• What to work on
Your task is to find every line of the data that holds the string "white" and copy it.
*** Source information Section Begins ***
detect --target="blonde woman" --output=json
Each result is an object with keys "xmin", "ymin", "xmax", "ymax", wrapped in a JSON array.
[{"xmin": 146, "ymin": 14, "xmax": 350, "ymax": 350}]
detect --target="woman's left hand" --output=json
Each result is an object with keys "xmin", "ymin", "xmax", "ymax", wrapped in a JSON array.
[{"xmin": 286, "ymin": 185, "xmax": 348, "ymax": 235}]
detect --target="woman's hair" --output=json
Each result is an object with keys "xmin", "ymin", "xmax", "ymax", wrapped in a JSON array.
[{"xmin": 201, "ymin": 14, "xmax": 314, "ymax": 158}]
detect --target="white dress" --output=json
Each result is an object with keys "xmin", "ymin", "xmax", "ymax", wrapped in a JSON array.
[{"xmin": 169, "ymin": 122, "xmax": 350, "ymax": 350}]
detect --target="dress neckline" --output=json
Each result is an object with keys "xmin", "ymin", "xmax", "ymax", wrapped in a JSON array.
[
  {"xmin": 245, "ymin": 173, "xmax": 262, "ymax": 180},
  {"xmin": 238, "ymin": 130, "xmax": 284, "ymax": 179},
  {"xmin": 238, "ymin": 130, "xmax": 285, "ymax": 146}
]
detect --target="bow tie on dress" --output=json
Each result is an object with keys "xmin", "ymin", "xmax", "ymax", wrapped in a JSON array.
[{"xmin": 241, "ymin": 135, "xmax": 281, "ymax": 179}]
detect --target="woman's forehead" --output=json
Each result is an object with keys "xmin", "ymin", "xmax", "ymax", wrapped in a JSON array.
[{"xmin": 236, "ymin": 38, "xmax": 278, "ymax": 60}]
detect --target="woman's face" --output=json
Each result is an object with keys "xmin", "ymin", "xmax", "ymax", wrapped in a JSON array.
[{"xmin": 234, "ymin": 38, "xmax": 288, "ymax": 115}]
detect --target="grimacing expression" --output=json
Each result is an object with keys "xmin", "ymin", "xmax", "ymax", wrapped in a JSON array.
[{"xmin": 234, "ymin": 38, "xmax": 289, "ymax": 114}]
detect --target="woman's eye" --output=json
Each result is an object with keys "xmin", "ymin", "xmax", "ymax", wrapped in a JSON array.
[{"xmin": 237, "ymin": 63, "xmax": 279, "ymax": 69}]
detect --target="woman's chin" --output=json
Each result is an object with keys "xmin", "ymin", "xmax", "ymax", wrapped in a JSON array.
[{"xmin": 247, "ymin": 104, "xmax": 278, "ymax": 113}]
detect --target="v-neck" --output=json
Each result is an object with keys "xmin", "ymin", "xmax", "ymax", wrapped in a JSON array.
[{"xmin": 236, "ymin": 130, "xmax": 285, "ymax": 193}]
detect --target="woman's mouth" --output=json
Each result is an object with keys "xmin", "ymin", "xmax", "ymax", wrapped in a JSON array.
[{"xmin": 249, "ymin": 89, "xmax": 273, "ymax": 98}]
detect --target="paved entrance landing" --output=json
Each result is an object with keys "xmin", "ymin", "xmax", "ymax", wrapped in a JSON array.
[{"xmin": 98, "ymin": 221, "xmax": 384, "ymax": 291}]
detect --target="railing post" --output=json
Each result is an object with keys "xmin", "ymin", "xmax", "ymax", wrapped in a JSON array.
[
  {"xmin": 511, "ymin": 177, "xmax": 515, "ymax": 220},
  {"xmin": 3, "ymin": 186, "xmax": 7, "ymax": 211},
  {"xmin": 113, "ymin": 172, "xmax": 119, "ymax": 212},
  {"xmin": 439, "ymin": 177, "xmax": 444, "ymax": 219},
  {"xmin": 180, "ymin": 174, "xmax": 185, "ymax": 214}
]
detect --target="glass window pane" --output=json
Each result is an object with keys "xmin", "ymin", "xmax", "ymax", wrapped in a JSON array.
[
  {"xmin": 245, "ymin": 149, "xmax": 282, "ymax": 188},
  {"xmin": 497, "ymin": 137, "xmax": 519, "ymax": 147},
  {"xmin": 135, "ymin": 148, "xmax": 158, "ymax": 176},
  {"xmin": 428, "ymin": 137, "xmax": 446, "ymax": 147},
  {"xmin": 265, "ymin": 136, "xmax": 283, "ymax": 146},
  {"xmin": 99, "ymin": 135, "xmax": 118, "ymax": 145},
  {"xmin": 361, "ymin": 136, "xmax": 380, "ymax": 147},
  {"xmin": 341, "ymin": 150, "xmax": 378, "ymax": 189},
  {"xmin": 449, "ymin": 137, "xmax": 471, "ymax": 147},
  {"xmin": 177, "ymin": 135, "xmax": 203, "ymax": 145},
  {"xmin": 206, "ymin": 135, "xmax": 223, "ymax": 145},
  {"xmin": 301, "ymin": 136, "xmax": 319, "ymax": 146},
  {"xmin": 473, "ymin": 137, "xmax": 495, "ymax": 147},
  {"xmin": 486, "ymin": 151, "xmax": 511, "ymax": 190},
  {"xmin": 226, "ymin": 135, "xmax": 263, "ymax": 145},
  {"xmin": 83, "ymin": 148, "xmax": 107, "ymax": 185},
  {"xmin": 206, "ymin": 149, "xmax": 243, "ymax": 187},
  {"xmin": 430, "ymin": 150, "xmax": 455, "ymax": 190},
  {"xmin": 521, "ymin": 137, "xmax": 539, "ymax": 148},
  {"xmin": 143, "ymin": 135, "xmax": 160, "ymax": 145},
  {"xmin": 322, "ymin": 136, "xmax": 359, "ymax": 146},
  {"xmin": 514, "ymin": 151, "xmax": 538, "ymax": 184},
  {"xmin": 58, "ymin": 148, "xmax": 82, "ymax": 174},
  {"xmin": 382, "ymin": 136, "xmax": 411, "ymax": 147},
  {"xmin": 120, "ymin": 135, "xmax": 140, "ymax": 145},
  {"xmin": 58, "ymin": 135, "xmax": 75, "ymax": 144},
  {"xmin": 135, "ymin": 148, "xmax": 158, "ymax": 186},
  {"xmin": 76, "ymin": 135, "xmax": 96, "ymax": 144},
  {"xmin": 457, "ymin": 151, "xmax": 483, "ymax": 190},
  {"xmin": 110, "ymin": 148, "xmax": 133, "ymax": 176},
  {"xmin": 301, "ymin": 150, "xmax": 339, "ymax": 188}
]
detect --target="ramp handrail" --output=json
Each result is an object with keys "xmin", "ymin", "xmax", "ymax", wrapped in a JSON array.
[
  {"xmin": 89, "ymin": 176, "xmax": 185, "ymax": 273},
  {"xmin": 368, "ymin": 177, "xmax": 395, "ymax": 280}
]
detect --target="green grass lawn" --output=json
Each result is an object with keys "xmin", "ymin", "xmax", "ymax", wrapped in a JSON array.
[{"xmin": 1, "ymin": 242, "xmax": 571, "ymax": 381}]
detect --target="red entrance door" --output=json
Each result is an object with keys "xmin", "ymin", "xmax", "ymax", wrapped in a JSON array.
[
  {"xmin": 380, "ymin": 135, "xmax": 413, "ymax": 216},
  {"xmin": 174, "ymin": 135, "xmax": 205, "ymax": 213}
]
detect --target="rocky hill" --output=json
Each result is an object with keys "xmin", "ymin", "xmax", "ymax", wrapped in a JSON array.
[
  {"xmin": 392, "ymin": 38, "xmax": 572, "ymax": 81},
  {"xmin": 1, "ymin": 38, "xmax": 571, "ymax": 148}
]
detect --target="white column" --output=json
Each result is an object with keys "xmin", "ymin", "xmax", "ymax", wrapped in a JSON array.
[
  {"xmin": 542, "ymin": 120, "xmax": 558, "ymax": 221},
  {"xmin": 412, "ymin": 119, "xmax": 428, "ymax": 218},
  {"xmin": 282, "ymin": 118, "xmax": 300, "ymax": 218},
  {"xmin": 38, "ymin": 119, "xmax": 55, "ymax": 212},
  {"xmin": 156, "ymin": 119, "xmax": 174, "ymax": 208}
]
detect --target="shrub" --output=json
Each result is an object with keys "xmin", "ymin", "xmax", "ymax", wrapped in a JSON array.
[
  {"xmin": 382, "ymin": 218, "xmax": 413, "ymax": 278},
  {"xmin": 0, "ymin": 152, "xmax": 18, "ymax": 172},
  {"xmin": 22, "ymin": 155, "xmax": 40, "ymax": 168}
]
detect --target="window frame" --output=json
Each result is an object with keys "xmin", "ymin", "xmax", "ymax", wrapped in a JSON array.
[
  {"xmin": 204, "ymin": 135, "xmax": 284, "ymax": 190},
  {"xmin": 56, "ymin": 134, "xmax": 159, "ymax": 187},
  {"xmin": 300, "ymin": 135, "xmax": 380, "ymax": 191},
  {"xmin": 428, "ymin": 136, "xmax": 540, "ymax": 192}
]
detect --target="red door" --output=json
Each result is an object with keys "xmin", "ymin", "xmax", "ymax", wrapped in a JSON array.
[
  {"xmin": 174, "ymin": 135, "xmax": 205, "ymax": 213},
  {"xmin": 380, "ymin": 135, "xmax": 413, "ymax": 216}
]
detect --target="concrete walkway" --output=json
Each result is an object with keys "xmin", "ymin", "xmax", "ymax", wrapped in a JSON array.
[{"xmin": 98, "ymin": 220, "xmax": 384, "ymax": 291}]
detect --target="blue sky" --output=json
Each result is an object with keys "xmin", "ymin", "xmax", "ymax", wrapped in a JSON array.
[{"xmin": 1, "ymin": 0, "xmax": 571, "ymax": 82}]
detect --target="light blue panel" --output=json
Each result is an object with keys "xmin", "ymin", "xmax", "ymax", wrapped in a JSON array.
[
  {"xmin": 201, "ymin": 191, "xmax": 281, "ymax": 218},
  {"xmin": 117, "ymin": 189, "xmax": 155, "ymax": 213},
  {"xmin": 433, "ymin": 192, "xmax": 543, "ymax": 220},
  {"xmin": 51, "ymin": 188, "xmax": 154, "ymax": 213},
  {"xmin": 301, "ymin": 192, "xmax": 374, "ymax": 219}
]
*** Source information Section Ends ***
• Written reply
detect --target="white dress" --output=json
detect --target="white column" --output=json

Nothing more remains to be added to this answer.